/---

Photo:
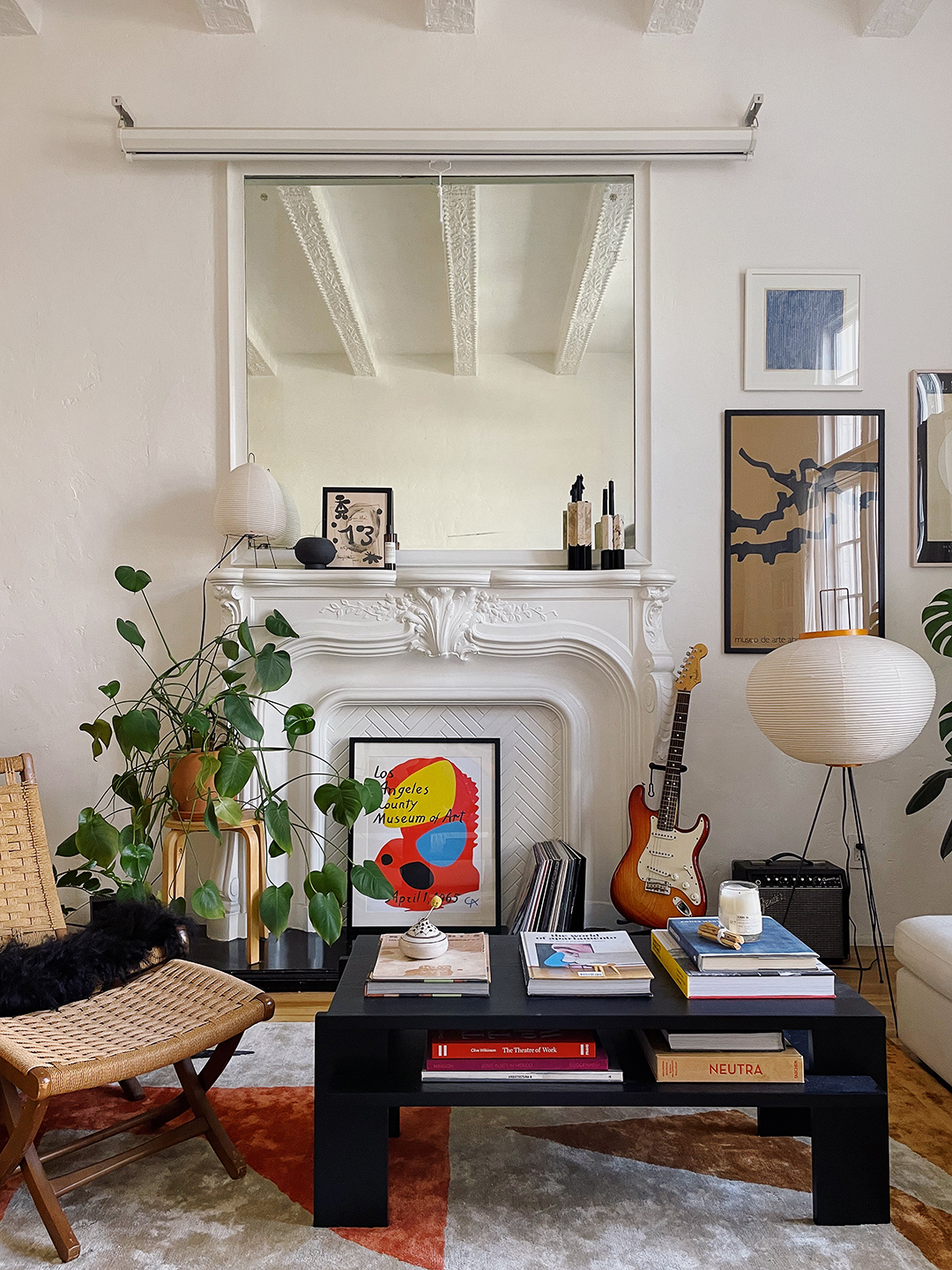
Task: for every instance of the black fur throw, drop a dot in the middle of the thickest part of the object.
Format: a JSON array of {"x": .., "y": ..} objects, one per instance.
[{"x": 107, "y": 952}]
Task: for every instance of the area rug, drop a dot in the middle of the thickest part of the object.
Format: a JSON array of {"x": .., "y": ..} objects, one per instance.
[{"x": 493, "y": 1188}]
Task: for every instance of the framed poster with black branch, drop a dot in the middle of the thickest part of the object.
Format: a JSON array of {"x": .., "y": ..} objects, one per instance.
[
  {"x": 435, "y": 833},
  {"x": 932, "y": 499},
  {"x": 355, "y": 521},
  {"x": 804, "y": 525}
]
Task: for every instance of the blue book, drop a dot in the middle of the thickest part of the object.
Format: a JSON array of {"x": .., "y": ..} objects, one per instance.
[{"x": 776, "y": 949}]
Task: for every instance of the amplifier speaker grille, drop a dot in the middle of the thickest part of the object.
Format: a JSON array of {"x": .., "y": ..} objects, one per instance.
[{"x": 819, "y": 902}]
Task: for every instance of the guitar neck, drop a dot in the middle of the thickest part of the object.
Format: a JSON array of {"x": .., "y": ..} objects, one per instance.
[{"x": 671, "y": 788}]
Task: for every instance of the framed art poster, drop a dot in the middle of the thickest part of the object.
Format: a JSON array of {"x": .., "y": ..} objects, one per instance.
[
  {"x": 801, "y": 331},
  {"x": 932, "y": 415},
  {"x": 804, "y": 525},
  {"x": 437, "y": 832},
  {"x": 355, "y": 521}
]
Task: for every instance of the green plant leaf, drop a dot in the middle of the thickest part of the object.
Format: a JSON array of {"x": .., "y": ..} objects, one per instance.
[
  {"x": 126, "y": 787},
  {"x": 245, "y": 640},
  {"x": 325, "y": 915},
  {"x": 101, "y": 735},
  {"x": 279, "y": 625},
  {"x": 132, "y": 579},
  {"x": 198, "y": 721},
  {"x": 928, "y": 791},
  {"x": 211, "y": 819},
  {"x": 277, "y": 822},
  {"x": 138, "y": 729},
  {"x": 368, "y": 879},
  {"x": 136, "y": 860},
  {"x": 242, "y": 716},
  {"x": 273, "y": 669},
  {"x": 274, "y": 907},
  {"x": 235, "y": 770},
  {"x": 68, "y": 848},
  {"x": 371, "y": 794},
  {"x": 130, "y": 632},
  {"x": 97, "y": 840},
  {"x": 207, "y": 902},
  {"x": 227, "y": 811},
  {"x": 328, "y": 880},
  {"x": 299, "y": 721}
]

\---

* _Exercise details_
Print the listing above line for line, without changing any of it, and leave the pictures out.

* _Task solution_
Photo:
Task: for every instance of the black fur throw, drop a dot in the middle of the thickest part of the object.
Format: a JSON array of {"x": .., "y": ..} objects, one per instance.
[{"x": 107, "y": 952}]
Task: for every instance of the area rug, drop a dot in the middle of the thickest part of the object.
Format: a JSON array of {"x": .., "y": ..} objects, one per instance.
[{"x": 493, "y": 1188}]
Task: for every instance of the framed poster with black branch, drop a dot in the middle of the thickest part of the object.
Format: a JSON array of {"x": .., "y": ..} objects, one per instance.
[
  {"x": 435, "y": 833},
  {"x": 932, "y": 499},
  {"x": 355, "y": 521},
  {"x": 804, "y": 525}
]
Task: for every instance of the blue book, drop a dot in the middle of the thickest part of the object.
Format: a JSON array of {"x": .., "y": ..} objects, one per instance.
[{"x": 776, "y": 949}]
Task: for every instance of the amplifier speaker grille, drop a dot in the middle of the thickest part of the object.
Format: a JSON array of {"x": .., "y": ..} objects, one per instance.
[{"x": 819, "y": 902}]
Task: for every instance of the guitar neck, drop a dot in the middle of the thickest part of the object.
Format: a JSON array of {"x": .., "y": ..} objects, one per instance.
[{"x": 671, "y": 788}]
Task: for every instance of the framed art poster, drop a dot in the middle of the thickest part of the object.
Format: a JSON array of {"x": .., "y": ..} objects, one per instance.
[
  {"x": 801, "y": 331},
  {"x": 932, "y": 415},
  {"x": 804, "y": 525},
  {"x": 437, "y": 832},
  {"x": 355, "y": 521}
]
Task: for every instance of the green plant leaf, drop a dot in the middle of the thickest part of the object.
Format: a JSON array of {"x": .., "y": ..} objects, one per instance.
[
  {"x": 126, "y": 787},
  {"x": 245, "y": 640},
  {"x": 325, "y": 915},
  {"x": 101, "y": 735},
  {"x": 279, "y": 625},
  {"x": 132, "y": 579},
  {"x": 198, "y": 721},
  {"x": 928, "y": 791},
  {"x": 211, "y": 819},
  {"x": 277, "y": 822},
  {"x": 138, "y": 729},
  {"x": 368, "y": 879},
  {"x": 136, "y": 860},
  {"x": 242, "y": 716},
  {"x": 273, "y": 669},
  {"x": 274, "y": 907},
  {"x": 235, "y": 770},
  {"x": 68, "y": 848},
  {"x": 371, "y": 794},
  {"x": 130, "y": 632},
  {"x": 97, "y": 840},
  {"x": 207, "y": 902},
  {"x": 227, "y": 811},
  {"x": 328, "y": 880},
  {"x": 299, "y": 721}
]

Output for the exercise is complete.